§ **ZU ERLEDIGEN**
1. Welche Strafe forderte der Vertreter der Staatsanwaltschaft laut dem Gerichtsbericht für den jüngeren Bruder?
2. Übernimm aus dem Gerichtsbericht wortgetreu die Passage von „Im Verlauf der“ bis „bat um Verzeihung.“.
═════ TEXTAUSZUG
Die Verhandlung wurde von Richter Jens Pfrommer geleitet, zudem übersetzte ein Dolmetscher den beiden Angeklagten das Geschehen im Gerichtssaal. Beide gaben an, sich nur bruchstückhaft oder gar nicht an die Tat zu erinnern. Der jüngere, 67-jährige Bruder erklärte, er habe „einen Filmriss“ gehabt, da er auf einer Familienfeier zu viel getrunken habe.

Absprache zwischen den Tätern?

Mehrere Zeugen – darunter die beiden angegriffenen Sanitäter – bestätigten im Wesentlichen die Vorwürfe der Staatsanwaltschaft. Ein Sanitäter schilderte, die Stimmung sei zunächst ruhig gewesen, habe sich dann jedoch plötzlich verschärft: „Auf einmal habe ich einen Schlag in den Magen bekommen und kurz darauf trat sein Bruder zu.“ Sein Kollege sagte, der Angriff habe „koordiniert“ gewirkt, da die Männer sich zuvor in einer anderen Sprache abgesprochen hätten. Die Polizei, die mit mehreren Streifenwagen anrückte, berichtete von erheblichen Schwierigkeiten bei der Aufnahme des Falls, da die Brüder mit bis zu 2,8 Promille stark betrunken gewesen seien.

Im Verlauf der Verhandlung wurden Entschuldigungsschreiben der Angeklagten vorgelesen. Beide Männer entschuldigten sich zudem persönlich bei den Sanitätern. Der 72-Jährige erklärte, es tue ihm „unglaublich leid“, der 67-Jährige betonte, er schäme sich „furchtbar“ und bat um Verzeihung.

Der Vertreter der Staatsanwaltschaft sah den Vorfall als erwiesen an und ging von einem abgestimmten Vorgehen aus. Alkohol sei „keine Entschuldigung“. Er forderte für den älteren Bruder zehn Monate Freiheitsstrafe und den jüngeren neun Monate, jeweils zur Bewährung ausgesetzt, obendrein für beide gemeinnützige Zahlungen. Die Verteidiger versuchten, den Tatbestand abzumildern und verwiesen auf den hohen Alkoholisierungsgrad.
══════════
═════ BEREITGESTELLTE DATEN
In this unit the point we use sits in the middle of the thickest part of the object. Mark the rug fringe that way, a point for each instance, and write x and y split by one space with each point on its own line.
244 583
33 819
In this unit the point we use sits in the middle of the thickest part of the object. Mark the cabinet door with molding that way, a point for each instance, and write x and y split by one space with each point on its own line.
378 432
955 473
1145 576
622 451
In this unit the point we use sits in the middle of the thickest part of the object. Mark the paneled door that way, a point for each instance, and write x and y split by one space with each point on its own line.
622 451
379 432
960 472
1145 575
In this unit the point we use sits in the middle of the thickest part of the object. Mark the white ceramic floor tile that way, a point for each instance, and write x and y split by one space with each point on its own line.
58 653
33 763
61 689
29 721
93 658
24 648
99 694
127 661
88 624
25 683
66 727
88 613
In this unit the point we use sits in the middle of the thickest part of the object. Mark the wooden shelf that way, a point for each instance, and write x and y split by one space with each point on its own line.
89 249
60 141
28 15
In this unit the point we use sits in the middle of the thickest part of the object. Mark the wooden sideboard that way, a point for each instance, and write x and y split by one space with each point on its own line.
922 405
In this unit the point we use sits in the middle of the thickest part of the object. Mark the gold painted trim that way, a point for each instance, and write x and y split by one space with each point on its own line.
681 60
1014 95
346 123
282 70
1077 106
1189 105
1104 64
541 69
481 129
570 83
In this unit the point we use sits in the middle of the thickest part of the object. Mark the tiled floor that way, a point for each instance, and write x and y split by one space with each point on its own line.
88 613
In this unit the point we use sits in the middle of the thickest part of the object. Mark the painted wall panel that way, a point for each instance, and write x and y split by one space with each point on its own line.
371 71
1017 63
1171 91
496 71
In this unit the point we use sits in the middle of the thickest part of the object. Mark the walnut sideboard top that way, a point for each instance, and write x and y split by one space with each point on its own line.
══════════
§ **LÖSUNGEN**
1. Neun Monate Freiheitsstrafe, zur Bewährung ausgesetzt, dazu gemeinnützige Zahlungen.

2.
Im Verlauf der Verhandlung wurden Entschuldigungsschreiben der Angeklagten vorgelesen. Beide Männer entschuldigten sich zudem persönlich bei den Sanitätern. Der 72-Jährige erklärte, es tue ihm „unglaublich leid“, der 67-Jährige betonte, er schäme sich „furchtbar“ und bat um Verzeihung.